The Three Forces That Killed ‘The Ann Arbor News’
Fitz: When newspapers die these days -- and we’ll be getting plenty of practice writing their obituaries, it seems -- their closings are often put in the very general context of the industry crisis with its challenges from the Internet, etc.
But there is, as the great 19th century Chicago columnist George Ade wrote, “a specific bacillus for every known disease.” In the case of The Ann Arbor News, which is closing in July to be replaced by a mostly Web business with a TMC and a twice-weekly print paper, three factors conspired in its doom – its state market, its home market, and its family owners.
Michigan’s economy might have been the heaviest death blow. The brutal recession there that got going long before our national downturn has wreaked havoc on all Michigan papers, especially those nearer Detroit. The Michigan cluster essentially forced Journal Register into bankruptcy, and the Gannett-controlled partnership of the Detroit Free Press and Detroit News adopted the radical step of halting home delivery most of the week in its attempt to stanch the bleeding.
Then there’s the News’ local market, the heavily wired town that’s home to the University of Michigan. A highly educated market was once an unalloyed blessing for a newspaper. Now it’s a double-edged sword at best -- and, the News has apparently concluded, an insuperable challenge for print. The Michigan kids get their news on the Web, and so do their instructors. They’ve had broadband for years, and learned long ago to abandon the print news habit. Like San Francisco, Ann Arbor is exactly the opposite of the market most likely to nurture a print newspaper: under-indexed in broadband and peopled with folks little interested in finding the next Twitter.
Finally, there’s the family ownership by the Newhouses -- another factor that has gone from being the surest guarantee of a stress-free newsroom to an unpredictable proprietor. Last year, the publisher of The Star-Ledger in Newark, N.J., threatened to sell or shut it down if 40% of newsroom employees didn’t depart. Monday, the publisher announced mandatory unpaid furloughs for those who stayed.
In a prescient posting last summer on his Reflections of a Newsosaur blog, Alan Mutter noted that at the same time the Star-Ledger was making the sell threat, the Copley family had decided to put its last remaining daily, the San Diego Union-Tribune up for sale.
By establishing this new hybrid Web-and-print business in Ann Arbor to replace the 174-year-old News, the Newhouse family is hanging on in the business -- but barely.

The Fourth Force: The Ann Arbor News is an afternoon newspaper.

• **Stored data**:
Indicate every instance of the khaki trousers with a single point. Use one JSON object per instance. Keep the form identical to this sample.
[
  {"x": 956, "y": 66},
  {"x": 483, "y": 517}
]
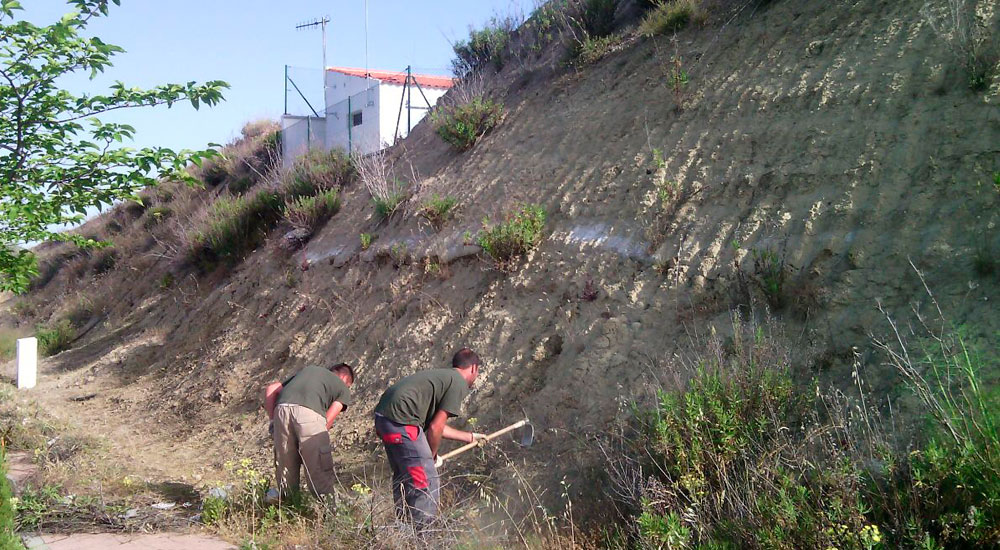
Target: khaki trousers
[{"x": 300, "y": 438}]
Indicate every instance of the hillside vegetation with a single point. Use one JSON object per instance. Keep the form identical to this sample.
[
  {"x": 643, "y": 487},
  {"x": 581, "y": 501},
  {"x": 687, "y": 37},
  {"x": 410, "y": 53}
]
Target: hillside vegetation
[{"x": 736, "y": 260}]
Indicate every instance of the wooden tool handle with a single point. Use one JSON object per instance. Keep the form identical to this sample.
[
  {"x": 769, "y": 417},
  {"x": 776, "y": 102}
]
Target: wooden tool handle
[{"x": 489, "y": 437}]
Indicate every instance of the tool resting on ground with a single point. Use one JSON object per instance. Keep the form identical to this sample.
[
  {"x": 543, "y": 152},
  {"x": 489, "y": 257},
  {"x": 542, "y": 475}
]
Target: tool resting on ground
[{"x": 526, "y": 438}]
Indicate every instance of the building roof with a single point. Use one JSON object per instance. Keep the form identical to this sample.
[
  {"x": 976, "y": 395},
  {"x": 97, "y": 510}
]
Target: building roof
[{"x": 429, "y": 81}]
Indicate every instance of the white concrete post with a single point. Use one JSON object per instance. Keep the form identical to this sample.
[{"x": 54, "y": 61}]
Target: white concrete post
[{"x": 27, "y": 362}]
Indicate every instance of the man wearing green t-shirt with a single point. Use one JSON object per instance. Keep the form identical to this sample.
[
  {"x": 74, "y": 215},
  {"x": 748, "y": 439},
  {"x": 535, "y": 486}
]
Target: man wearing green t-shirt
[
  {"x": 302, "y": 410},
  {"x": 411, "y": 419}
]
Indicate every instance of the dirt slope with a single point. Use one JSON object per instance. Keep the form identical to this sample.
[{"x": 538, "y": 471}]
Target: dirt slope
[{"x": 837, "y": 141}]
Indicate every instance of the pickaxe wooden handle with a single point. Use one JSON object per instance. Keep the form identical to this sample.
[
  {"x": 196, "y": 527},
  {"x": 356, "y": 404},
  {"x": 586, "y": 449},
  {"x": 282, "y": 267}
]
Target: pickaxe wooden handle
[{"x": 489, "y": 437}]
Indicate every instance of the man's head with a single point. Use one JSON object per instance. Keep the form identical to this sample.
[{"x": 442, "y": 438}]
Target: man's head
[
  {"x": 345, "y": 372},
  {"x": 467, "y": 363}
]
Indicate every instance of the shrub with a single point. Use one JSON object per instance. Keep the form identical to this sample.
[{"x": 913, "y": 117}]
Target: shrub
[
  {"x": 745, "y": 457},
  {"x": 484, "y": 47},
  {"x": 669, "y": 17},
  {"x": 214, "y": 172},
  {"x": 375, "y": 170},
  {"x": 438, "y": 210},
  {"x": 387, "y": 206},
  {"x": 105, "y": 261},
  {"x": 308, "y": 213},
  {"x": 972, "y": 40},
  {"x": 235, "y": 226},
  {"x": 318, "y": 171},
  {"x": 462, "y": 125},
  {"x": 55, "y": 338},
  {"x": 8, "y": 537},
  {"x": 81, "y": 312},
  {"x": 516, "y": 235},
  {"x": 591, "y": 50}
]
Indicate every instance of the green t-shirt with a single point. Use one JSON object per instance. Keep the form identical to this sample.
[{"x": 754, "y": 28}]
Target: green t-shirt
[
  {"x": 315, "y": 388},
  {"x": 414, "y": 399}
]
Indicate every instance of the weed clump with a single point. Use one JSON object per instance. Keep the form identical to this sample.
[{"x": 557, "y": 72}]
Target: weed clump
[
  {"x": 55, "y": 338},
  {"x": 308, "y": 213},
  {"x": 513, "y": 237},
  {"x": 438, "y": 210},
  {"x": 598, "y": 17},
  {"x": 8, "y": 344},
  {"x": 484, "y": 48},
  {"x": 8, "y": 536},
  {"x": 591, "y": 50},
  {"x": 669, "y": 16},
  {"x": 318, "y": 171},
  {"x": 235, "y": 226},
  {"x": 462, "y": 125},
  {"x": 366, "y": 240},
  {"x": 156, "y": 215},
  {"x": 744, "y": 456}
]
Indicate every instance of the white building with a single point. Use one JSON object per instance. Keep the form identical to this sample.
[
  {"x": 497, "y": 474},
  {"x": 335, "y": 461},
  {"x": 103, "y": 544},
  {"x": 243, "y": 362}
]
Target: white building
[{"x": 364, "y": 112}]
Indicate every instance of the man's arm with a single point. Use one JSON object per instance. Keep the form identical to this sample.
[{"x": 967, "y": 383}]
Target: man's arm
[
  {"x": 332, "y": 413},
  {"x": 271, "y": 394},
  {"x": 436, "y": 429},
  {"x": 457, "y": 435}
]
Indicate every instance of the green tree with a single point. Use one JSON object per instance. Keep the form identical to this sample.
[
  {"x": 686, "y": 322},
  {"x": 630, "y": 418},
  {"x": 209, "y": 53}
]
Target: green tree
[{"x": 56, "y": 158}]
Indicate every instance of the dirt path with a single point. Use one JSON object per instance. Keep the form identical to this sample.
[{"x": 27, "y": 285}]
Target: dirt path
[{"x": 21, "y": 470}]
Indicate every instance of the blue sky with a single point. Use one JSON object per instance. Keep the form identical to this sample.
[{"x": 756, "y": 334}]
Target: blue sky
[{"x": 247, "y": 43}]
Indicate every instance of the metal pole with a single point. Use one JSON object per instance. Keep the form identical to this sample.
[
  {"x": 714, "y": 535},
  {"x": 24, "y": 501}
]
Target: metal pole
[
  {"x": 325, "y": 20},
  {"x": 409, "y": 97},
  {"x": 366, "y": 38},
  {"x": 399, "y": 115}
]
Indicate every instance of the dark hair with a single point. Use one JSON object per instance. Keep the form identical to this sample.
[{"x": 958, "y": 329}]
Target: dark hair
[
  {"x": 465, "y": 357},
  {"x": 342, "y": 367}
]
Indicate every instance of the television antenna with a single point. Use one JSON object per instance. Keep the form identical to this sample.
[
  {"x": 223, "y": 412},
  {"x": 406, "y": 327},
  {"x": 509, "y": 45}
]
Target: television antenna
[{"x": 321, "y": 23}]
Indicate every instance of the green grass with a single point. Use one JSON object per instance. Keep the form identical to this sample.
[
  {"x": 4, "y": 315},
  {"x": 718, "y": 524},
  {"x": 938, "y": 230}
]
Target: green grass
[
  {"x": 8, "y": 344},
  {"x": 485, "y": 47},
  {"x": 309, "y": 212},
  {"x": 462, "y": 125},
  {"x": 670, "y": 16},
  {"x": 235, "y": 226},
  {"x": 591, "y": 50},
  {"x": 317, "y": 171},
  {"x": 517, "y": 234},
  {"x": 366, "y": 240},
  {"x": 387, "y": 206},
  {"x": 744, "y": 456},
  {"x": 55, "y": 337},
  {"x": 438, "y": 210}
]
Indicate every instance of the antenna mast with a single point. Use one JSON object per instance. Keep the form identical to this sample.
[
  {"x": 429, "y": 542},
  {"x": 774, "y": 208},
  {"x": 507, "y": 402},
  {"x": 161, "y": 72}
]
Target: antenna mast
[{"x": 321, "y": 22}]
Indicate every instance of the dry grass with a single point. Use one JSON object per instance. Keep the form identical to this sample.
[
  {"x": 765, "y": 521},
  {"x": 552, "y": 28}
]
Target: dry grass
[{"x": 377, "y": 172}]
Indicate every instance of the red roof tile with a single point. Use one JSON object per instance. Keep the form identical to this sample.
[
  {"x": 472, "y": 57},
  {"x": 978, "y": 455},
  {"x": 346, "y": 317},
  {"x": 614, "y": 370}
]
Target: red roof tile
[{"x": 399, "y": 78}]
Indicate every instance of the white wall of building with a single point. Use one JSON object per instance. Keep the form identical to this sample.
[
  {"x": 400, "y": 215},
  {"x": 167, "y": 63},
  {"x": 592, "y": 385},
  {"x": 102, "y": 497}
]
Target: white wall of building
[
  {"x": 301, "y": 133},
  {"x": 378, "y": 104}
]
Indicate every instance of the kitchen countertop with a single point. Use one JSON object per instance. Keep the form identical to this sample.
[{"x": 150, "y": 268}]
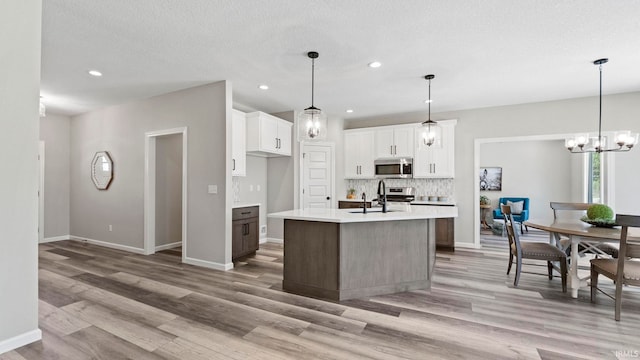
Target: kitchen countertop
[
  {"x": 397, "y": 212},
  {"x": 239, "y": 205}
]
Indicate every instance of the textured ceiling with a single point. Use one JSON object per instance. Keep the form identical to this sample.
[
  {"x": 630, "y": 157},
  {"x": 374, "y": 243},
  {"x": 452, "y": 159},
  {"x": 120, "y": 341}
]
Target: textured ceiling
[{"x": 483, "y": 52}]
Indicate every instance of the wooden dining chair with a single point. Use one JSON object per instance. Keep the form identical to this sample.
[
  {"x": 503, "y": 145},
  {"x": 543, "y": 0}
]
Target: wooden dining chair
[
  {"x": 623, "y": 270},
  {"x": 532, "y": 250},
  {"x": 574, "y": 211}
]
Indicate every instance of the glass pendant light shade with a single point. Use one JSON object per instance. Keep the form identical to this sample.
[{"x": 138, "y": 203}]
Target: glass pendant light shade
[
  {"x": 312, "y": 122},
  {"x": 584, "y": 143},
  {"x": 431, "y": 131}
]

• **TASK DETAILS**: Translate this sentence from the article on the closing of The Ann Arbor News into Spanish: "A highly educated market was once an unalloyed blessing for a newspaper."

• **EXERCISE ANSWER**: Un mercado con un alto nivel educativo fue en otro tiempo una bendición sin reservas para un periódico.